Work to complete: In your answer, repeat each line of the data exactly.

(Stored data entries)

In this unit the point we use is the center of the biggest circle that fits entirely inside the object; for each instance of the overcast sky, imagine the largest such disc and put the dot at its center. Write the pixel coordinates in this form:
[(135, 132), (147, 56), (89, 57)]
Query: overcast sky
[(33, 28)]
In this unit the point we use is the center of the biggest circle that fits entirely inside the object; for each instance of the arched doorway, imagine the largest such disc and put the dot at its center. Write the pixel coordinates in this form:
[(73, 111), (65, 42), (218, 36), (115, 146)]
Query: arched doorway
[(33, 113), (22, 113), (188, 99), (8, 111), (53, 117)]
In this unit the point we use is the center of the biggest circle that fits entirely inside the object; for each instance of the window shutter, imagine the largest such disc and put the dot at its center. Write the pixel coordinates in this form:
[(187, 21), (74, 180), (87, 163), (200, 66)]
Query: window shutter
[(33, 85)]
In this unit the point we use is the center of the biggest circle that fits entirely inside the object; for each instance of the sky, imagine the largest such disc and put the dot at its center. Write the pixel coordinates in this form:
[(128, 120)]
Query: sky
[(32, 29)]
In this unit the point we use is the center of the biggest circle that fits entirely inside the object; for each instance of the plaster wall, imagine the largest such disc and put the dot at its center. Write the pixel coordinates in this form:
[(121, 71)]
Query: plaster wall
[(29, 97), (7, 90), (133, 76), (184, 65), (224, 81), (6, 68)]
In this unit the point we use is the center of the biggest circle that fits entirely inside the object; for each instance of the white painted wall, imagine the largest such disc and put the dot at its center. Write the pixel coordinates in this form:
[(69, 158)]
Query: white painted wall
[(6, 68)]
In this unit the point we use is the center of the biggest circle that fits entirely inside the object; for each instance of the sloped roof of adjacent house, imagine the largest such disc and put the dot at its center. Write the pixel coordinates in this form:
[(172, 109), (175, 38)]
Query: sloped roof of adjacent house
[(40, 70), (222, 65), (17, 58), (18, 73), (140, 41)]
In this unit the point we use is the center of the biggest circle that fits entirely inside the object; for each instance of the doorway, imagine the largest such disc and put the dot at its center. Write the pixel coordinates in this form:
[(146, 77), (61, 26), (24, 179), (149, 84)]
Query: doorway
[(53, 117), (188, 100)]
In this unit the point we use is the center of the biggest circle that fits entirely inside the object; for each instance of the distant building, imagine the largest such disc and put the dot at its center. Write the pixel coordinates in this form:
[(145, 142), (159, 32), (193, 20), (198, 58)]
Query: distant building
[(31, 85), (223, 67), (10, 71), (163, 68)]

Response to the exercise:
In this unit the point we use is the center of the biggest circle that fits entirely inside the object; for each instance of the overcast sky, imagine the largest such disc and put the dot at its center. Write the pixel coordinates in this form:
[(135, 132), (147, 56), (89, 57)]
Query: overcast sky
[(33, 28)]
In this unit the point we use is the center of the biggest circle that fits entirely inside the object; for each instance of the arched doorway, imagine the largest such disc and put the dot at its center. Write the pixel coordinates in this form:
[(73, 111), (65, 42), (218, 36), (115, 146)]
Query: arched doorway
[(33, 113), (22, 113), (188, 99), (8, 111), (53, 117)]
In this unit the point we use is the center of the biggest circle that fits entirely inside the object; for each instance of the window shutter, imagine the largest such disc and put the dot at its center. Write the pixel coordinates in this form:
[(187, 21), (74, 180), (87, 163), (200, 66)]
Query: window shutter
[(33, 85)]
In this unit the point we use is the center of the biggest circle that fits entirely inside the object; for each instance of the sky, imagine the largest such disc and put the dot at its center. Write the pixel coordinates in this form:
[(128, 120)]
Query: sky
[(32, 29)]
In this unit the point we use is the center of the biggest circle that fits entirely inside the object; for each instance of the plaster wall, imagine the largest such disc and put the dot at its center. Write the pixel coordinates in this form:
[(121, 71)]
Query: plaster wall
[(29, 97), (7, 90), (133, 76), (184, 65), (224, 81), (6, 68)]
In this unit the point we use is the center of the biggest circle that fits entirely inside the object; for each instance of the white painted wall, imagine the largest such disc and put the dot at its center. Write the pixel coordinates in this form:
[(69, 158)]
Query: white painted wall
[(6, 68)]
In this unit the point we use is the center of the biggest circle that fits entirely inside the object; for each instance of the sloped roof of adjacent house, imagine the largest such disc and put the dot at its center. Write the pixel coordinates in this form:
[(172, 109), (175, 38)]
Query: sloped roof of adjacent house
[(40, 70), (222, 65), (17, 58), (18, 73), (140, 41)]
In this unit the point we use is the center of the biggest circle that fits entirely inside the object; for each instance of the doorway, imagine the largest such disc and put the dot at its center. Write the pixel coordinates in this form:
[(146, 77), (61, 26), (24, 179), (149, 84)]
Query: doorway
[(53, 117), (188, 100)]
In this unit the point we use is the center of the biggest circle that fits entirely inside the object; for each instance of the distant building, imagine the largest such disc and put the dot at its center. Write the pixel coordinates in this form:
[(145, 142), (159, 32), (193, 20), (198, 58)]
Query: distant building
[(31, 85), (223, 67), (10, 71), (163, 68)]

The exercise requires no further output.